- EXERCISE INPUTS
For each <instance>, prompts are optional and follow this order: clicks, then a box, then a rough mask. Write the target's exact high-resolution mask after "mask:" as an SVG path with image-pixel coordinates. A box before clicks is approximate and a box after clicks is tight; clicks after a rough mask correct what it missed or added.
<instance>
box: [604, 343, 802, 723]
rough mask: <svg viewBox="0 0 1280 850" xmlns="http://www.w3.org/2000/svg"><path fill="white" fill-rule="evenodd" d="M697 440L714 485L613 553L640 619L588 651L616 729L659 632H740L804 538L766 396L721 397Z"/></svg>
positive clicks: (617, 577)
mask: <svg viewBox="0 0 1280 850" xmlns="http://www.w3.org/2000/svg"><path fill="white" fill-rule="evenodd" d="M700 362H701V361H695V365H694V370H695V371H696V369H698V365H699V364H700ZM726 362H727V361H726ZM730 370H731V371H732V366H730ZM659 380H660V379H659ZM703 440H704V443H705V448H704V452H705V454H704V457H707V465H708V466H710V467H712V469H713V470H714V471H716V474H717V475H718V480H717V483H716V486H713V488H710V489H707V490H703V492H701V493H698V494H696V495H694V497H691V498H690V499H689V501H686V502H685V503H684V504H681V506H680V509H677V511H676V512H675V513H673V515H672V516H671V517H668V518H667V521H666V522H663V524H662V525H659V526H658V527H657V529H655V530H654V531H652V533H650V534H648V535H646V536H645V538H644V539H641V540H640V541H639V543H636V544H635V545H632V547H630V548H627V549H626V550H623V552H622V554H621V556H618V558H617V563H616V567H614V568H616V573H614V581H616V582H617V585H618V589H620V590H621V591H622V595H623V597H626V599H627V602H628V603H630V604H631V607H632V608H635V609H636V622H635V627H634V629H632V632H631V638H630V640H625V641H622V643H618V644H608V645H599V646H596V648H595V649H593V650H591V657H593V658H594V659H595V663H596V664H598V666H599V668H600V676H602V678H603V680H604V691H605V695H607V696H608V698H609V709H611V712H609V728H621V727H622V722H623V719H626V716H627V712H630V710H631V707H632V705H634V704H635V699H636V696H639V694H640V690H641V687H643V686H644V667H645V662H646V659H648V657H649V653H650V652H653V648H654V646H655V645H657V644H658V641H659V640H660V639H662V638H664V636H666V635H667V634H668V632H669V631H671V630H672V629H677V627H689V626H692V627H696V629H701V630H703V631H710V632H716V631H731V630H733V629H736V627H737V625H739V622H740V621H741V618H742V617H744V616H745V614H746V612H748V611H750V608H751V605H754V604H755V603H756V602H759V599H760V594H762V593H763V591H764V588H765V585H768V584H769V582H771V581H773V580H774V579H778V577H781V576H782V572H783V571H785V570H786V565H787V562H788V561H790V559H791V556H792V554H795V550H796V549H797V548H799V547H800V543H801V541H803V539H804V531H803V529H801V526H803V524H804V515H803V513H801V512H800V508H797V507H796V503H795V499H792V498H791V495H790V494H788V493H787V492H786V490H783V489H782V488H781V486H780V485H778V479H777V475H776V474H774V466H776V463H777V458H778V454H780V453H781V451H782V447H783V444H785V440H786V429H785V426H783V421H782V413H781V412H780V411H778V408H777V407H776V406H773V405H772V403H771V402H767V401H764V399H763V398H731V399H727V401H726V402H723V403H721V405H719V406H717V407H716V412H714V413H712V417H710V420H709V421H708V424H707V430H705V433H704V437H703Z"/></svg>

- BRIEF
Identify and extract each line of the listing that contains "instance".

- SOLUTION FOR THIS TASK
For each <instance>, prompts are optional and follow this order: clicks, then a box, then a rough mask. Write the target's exact high-resolution mask after "mask:" as an SVG path with image-pixel coordinates. A box before clicks is approximate and a box after clicks is tight; clicks after a rough mask correct what it missed or added.
<instance>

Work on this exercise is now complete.